## Written exercise A
Can you print, word for word, the part of the passage on Maryland parole costs that opens with the words containing "Politicians in Maryland" and closes with "around 10 percent."?

Politicians in Maryland seem to understand that supervised parole and probation is expensive. State Senator Christopher B. Shank has proposed a bill allowing for “earned compliance credits” for what are considered low-risk offenders.

Such a bill would allow reductions in supervision when individuals on parole or probation met certain criteria. Essentially such supervision would be shortened by good behavior. This could include performing community service or refraining from being arrested over a certain period of time.

The supervision of 64,000 individuals on parole or probation costs the state approximately $100 million. It is thought that the proposed legislation would slice that cost by around 10 percent.

Several proposals have been brought up in the past that have failed to get through the House or Senate. The state has been struggling for years with how to reduce costs while at the same time show a reduction in recidivism. The current bill came about in part because such compliance credits have been successfully tried in other states.

(Data records)
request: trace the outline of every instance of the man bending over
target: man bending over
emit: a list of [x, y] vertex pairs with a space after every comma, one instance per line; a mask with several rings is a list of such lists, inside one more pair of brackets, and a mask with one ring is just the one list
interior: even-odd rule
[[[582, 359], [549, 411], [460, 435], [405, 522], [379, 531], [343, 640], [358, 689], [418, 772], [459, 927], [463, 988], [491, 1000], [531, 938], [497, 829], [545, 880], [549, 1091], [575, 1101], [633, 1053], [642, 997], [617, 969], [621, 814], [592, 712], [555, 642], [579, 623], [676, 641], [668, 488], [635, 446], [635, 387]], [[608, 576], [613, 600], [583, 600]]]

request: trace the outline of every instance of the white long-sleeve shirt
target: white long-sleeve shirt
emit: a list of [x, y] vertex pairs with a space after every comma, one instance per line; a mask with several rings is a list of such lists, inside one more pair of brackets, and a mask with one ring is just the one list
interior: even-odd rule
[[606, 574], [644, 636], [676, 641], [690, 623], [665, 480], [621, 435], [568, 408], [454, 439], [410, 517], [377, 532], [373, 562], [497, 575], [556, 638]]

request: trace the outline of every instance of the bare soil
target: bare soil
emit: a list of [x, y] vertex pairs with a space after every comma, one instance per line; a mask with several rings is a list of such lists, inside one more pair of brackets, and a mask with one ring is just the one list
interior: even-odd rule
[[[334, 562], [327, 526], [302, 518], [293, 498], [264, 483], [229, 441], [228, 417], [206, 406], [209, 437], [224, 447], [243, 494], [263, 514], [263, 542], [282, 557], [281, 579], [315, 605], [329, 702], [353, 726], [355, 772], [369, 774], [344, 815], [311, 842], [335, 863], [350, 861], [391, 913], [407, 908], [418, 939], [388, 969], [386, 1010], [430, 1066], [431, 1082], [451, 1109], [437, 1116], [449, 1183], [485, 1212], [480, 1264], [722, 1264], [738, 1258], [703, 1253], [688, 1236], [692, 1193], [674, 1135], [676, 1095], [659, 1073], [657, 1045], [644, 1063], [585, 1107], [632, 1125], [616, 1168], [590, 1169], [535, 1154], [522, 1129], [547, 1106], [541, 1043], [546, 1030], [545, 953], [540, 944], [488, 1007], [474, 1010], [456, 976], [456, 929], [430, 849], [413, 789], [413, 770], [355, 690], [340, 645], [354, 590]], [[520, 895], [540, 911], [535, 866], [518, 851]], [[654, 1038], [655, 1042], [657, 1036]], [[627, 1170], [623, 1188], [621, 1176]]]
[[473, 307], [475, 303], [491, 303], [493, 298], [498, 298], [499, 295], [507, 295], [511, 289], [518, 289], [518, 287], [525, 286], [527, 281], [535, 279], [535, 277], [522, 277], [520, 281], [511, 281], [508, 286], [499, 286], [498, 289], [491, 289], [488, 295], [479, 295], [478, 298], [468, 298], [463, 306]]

## Written exercise B
Would you output the listing verbatim, starting at its first line and ending with the line that contains "575], [556, 638]]", including both of those lines?

## Task response A
Politicians in Maryland seem to understand that supervised parole and probation is expensive. State Senator Christopher B. Shank has proposed a bill allowing for “earned compliance credits” for what are considered low-risk offenders.

Such a bill would allow reductions in supervision when individuals on parole or probation met certain criteria. Essentially such supervision would be shortened by good behavior. This could include performing community service or refraining from being arrested over a certain period of time.

The supervision of 64,000 individuals on parole or probation costs the state approximately $100 million. It is thought that the proposed legislation would slice that cost by around 10 percent.

## Task response B
request: trace the outline of every instance of the man bending over
target: man bending over
emit: a list of [x, y] vertex pairs with a space after every comma, one instance per line; a mask with several rings is a list of such lists, inside one more pair of brackets, and a mask with one ring is just the one list
interior: even-odd rule
[[[582, 359], [549, 411], [460, 435], [405, 522], [379, 531], [343, 640], [358, 689], [418, 772], [459, 927], [463, 988], [491, 1000], [531, 938], [497, 829], [545, 880], [549, 1091], [575, 1101], [633, 1053], [642, 997], [617, 969], [621, 814], [592, 712], [555, 642], [579, 623], [676, 641], [668, 488], [635, 446], [635, 387]], [[608, 576], [613, 600], [583, 600]]]

request: trace the outline of every instance of the white long-sleeve shirt
target: white long-sleeve shirt
emit: a list of [x, y] vertex pairs with a space after every comma, one instance per line; a mask with several rings is a list of such lists, inside one more pair of brackets, and a mask with one ring is just the one list
interior: even-odd rule
[[606, 574], [644, 636], [676, 641], [690, 623], [665, 480], [621, 435], [568, 408], [454, 439], [410, 517], [377, 532], [373, 562], [497, 575], [556, 638]]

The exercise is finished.